* Exercise objective: List every researcher's surname that the passage on tropical deep convection below names.

Tropical deep convection is a critical mechanism for the transfer of surface air masses and insoluble trace gases (such as CO) from the lower to the upper atmosphere with many important implications for atmospheric chemistry (12, 13). Liu and Zipser (14) found that the deepest convection was located over South America and Africa. Penetration of these trace gases to high altitudes (16–18 km) has also been observed in northern Australia (15, 16) and over tropical cyclones (10, 17, 18). Southeast Asia is one of the tropical regions with frequent deep convection associated with the Asian summer monsoon anticyclone (19). Major source regions of NH₃ are located in southeast China and northern India (9, 20, 21). Very few measurements of NH₃ have been made in the middle and upper atmosphere (9). Before 2008, measurements of ammonia were almost exclusively based on in situ technologies, and most of them focused on ground-level concentrations with few observations above the boundary layer (22). By contrast, satellite measurements of infrared spectra have been used in the past decade to derive the amounts of NH₃ in the atmosphere (3, 23–27), and limb-sounding techniques have been proposed to measure the vertically resolved profiles of NH₃ in the UTLS (28–30). Before 2016, no data from in situ measurements and limb-sounding remote-sensing data (9) showed ammonia to be present at altitudes above 8 km. Höpfner et al. (9) presented the first evidence of the presence of ammonia in the UTLS above 10 km over the Asian summer monsoon system and compared against several global modeling results with either low horizontal resolutions (in range of ∼5–10°) or low vertical resolutions (with total number of vertical layers ranging from 9 to 26). Höpfner et al. (9) concluded that no literature regarding locally resolved model results of NH₃ during the monsoon period over Asia is available to compare with their novel observations.

* Records:
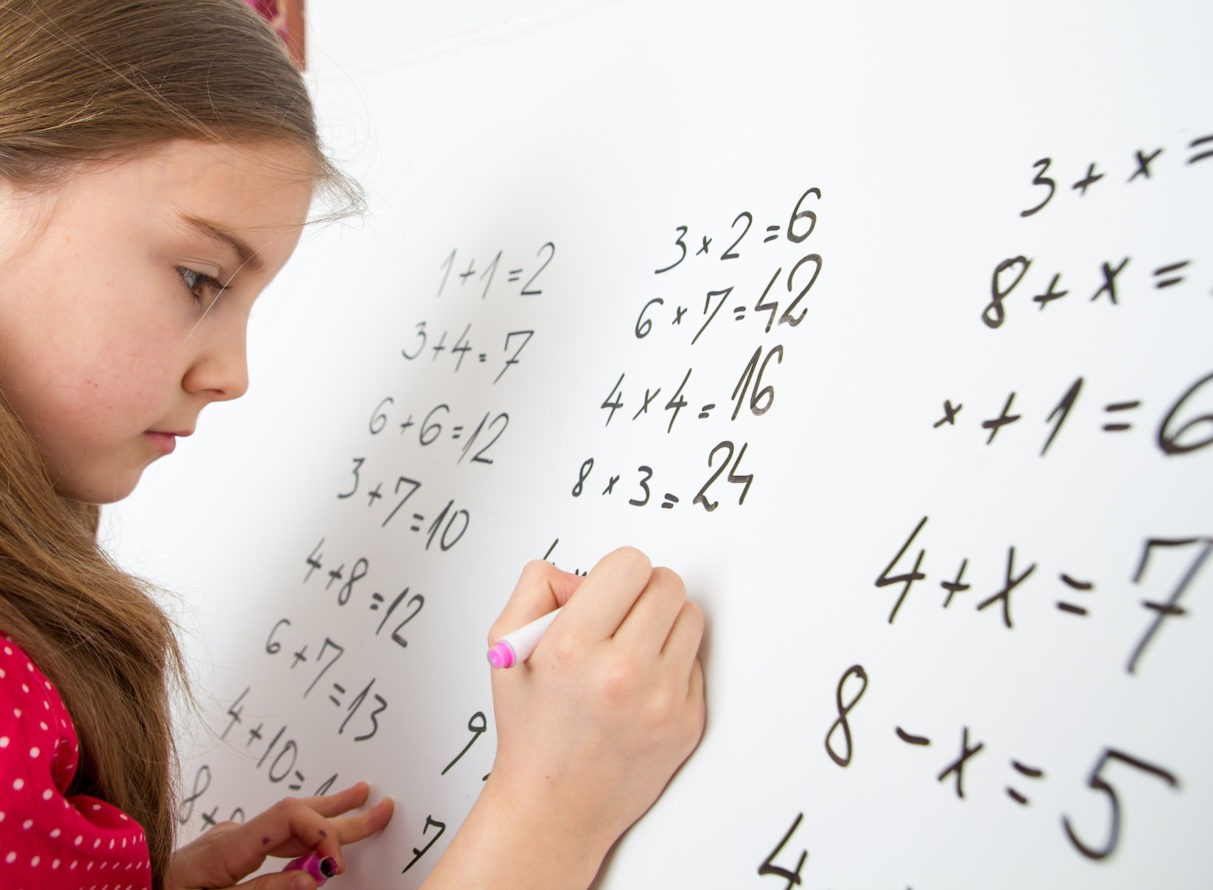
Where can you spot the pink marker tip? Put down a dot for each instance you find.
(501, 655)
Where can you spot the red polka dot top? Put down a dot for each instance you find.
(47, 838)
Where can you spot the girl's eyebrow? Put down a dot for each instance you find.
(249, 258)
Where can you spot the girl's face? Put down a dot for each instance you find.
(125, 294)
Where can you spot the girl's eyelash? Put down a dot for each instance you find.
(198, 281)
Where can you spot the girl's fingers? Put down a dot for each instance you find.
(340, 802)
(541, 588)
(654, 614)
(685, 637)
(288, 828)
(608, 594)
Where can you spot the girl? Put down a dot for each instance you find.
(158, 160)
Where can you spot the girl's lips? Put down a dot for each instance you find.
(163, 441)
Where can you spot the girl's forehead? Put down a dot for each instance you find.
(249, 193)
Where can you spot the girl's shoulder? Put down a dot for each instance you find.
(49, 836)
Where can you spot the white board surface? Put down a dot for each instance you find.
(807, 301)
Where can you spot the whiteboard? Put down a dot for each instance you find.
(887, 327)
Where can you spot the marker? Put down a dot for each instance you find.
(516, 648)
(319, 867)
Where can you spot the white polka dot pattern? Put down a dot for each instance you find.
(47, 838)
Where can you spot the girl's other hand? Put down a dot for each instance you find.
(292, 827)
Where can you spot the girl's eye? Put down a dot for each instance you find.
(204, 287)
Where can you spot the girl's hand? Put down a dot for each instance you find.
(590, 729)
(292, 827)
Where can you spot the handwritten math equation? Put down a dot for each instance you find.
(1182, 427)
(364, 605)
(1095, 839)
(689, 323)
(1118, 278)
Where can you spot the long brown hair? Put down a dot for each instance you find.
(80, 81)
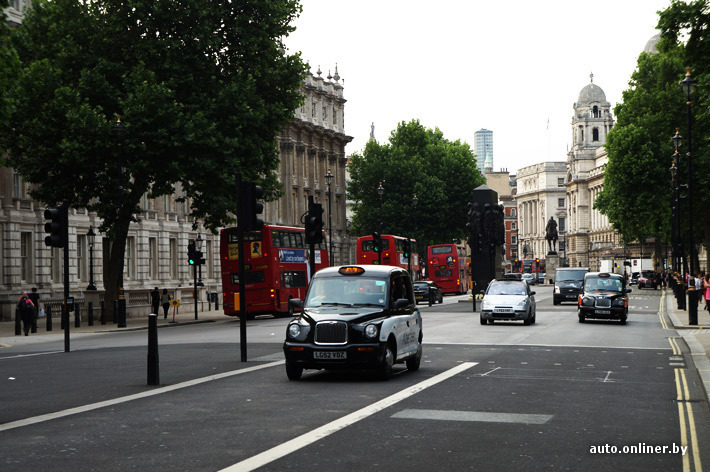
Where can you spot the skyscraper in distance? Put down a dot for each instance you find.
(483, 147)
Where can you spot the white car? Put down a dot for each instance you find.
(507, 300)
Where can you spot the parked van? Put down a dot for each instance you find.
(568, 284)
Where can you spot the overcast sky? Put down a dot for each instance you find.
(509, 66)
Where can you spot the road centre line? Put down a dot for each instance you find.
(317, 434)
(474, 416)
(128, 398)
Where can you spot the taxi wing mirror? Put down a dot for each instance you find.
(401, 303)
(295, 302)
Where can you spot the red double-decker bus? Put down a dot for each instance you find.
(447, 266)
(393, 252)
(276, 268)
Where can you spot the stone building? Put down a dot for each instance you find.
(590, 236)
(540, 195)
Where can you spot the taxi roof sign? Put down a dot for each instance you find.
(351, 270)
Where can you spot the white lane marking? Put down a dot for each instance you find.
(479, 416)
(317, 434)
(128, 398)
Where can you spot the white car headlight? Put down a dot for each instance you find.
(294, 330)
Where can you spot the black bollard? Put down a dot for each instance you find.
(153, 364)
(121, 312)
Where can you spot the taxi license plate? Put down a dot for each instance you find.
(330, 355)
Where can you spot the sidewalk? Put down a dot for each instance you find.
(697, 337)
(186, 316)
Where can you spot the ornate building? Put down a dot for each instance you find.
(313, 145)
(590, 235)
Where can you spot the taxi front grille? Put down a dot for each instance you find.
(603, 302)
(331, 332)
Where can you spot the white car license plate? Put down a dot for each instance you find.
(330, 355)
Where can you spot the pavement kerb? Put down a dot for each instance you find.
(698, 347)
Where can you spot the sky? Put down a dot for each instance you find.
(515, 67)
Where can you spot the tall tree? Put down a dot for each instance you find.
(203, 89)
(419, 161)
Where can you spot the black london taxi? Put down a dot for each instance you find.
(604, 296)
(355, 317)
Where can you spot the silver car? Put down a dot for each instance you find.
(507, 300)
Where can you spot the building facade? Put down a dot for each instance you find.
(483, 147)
==
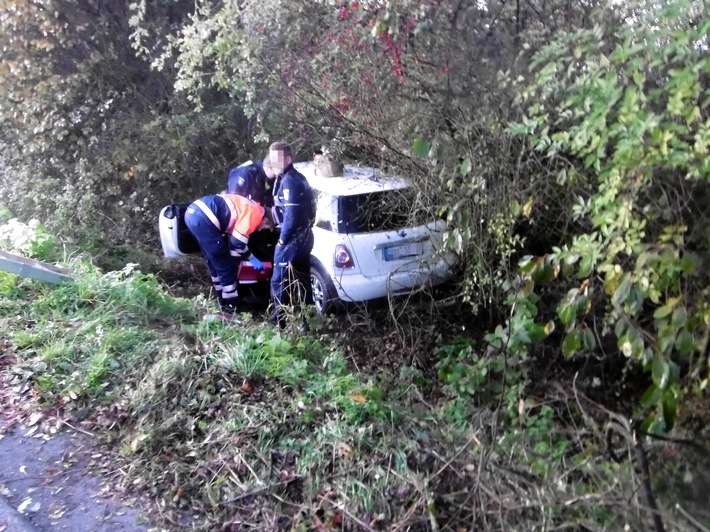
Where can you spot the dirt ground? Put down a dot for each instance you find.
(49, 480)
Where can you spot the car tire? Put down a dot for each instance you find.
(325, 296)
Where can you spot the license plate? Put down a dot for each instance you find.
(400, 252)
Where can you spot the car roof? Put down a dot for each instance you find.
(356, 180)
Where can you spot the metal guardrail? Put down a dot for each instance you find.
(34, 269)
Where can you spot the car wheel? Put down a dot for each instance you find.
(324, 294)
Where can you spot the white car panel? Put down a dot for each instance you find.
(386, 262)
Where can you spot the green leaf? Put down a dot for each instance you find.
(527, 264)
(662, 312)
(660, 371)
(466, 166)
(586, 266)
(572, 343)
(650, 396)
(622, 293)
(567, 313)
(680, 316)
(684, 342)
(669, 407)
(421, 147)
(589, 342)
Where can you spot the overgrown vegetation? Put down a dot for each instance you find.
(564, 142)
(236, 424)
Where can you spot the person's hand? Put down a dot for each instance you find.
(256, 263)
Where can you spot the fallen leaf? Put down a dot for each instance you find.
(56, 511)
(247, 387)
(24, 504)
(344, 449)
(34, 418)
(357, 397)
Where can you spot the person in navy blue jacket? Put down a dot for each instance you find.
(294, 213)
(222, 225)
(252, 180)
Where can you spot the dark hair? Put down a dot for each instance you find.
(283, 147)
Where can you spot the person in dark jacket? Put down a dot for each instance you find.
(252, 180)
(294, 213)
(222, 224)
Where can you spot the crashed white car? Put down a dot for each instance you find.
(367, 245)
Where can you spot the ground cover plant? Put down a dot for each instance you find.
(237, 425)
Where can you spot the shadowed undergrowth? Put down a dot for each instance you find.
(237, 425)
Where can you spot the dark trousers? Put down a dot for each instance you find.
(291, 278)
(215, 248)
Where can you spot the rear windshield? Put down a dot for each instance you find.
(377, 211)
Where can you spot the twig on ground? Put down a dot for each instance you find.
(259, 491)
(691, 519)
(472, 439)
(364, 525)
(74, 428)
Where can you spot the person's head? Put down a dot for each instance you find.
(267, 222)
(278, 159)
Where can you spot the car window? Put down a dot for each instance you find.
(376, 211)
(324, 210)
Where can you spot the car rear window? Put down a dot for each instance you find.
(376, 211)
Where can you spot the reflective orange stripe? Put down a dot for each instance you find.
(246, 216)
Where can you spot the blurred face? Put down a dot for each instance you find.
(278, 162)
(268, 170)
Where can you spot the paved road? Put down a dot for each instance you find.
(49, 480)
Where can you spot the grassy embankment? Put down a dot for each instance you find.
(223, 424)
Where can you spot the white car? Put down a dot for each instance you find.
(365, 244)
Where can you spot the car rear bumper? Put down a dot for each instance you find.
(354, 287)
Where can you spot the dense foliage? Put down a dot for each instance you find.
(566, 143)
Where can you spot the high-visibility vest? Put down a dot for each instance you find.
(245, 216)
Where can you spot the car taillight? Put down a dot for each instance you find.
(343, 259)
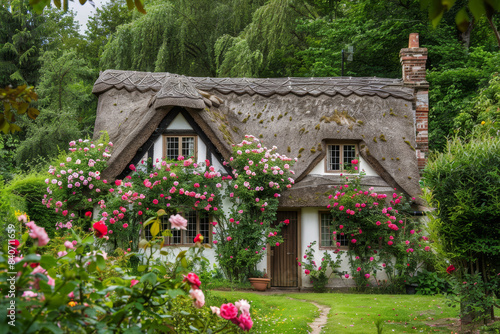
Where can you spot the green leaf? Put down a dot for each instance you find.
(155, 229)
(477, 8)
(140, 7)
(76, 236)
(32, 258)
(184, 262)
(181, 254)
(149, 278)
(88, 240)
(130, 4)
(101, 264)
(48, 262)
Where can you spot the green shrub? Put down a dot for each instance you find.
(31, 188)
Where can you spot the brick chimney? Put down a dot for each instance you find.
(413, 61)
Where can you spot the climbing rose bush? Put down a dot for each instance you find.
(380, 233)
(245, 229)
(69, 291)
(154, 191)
* * *
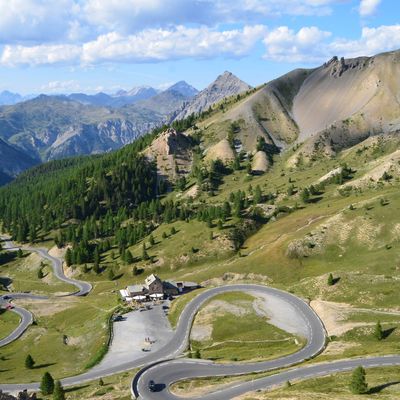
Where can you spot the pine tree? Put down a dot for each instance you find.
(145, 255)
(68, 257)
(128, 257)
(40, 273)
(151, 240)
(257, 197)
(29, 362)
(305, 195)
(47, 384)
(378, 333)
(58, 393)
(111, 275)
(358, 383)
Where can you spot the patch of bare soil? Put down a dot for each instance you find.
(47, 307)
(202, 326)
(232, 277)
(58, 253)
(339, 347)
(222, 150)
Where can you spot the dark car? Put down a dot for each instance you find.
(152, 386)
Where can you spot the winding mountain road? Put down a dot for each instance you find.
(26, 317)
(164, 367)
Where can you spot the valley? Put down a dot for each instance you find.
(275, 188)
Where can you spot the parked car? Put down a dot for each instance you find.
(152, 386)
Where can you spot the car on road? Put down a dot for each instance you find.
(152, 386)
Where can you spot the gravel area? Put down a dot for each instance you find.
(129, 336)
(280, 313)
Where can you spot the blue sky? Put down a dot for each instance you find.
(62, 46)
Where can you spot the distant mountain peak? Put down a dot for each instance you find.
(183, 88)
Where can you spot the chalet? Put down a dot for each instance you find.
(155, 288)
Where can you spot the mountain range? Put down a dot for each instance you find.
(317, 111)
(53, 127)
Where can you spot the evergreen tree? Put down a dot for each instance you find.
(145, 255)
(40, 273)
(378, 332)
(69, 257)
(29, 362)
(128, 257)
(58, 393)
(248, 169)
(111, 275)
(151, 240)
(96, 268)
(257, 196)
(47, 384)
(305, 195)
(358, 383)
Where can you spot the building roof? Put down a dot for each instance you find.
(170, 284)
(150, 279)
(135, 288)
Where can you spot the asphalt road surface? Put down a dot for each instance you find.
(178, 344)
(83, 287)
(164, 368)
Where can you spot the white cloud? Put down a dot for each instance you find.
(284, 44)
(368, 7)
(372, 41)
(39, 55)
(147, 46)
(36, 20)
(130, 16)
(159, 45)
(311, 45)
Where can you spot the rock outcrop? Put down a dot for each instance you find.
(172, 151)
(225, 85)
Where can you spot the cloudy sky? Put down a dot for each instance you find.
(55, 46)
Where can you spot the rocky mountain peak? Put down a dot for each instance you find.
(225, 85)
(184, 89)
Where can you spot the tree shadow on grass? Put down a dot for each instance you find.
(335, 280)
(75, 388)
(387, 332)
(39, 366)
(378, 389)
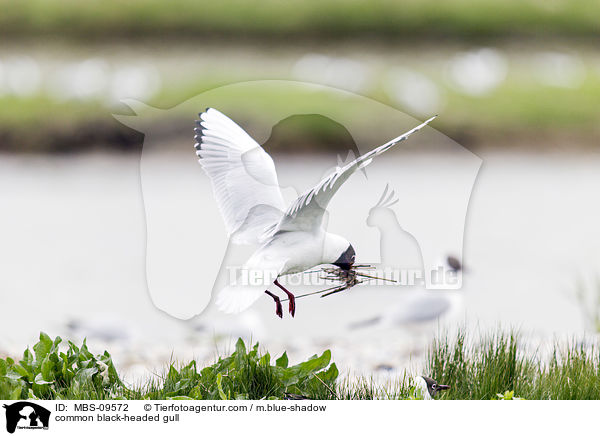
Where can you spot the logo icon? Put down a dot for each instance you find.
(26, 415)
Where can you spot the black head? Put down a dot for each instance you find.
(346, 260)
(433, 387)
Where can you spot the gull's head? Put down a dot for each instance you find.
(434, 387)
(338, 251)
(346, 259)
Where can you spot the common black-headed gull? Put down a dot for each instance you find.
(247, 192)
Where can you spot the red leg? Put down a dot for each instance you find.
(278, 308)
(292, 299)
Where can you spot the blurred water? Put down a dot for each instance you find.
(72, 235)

* Output for this exercise: Liu, Zipser, Höpfner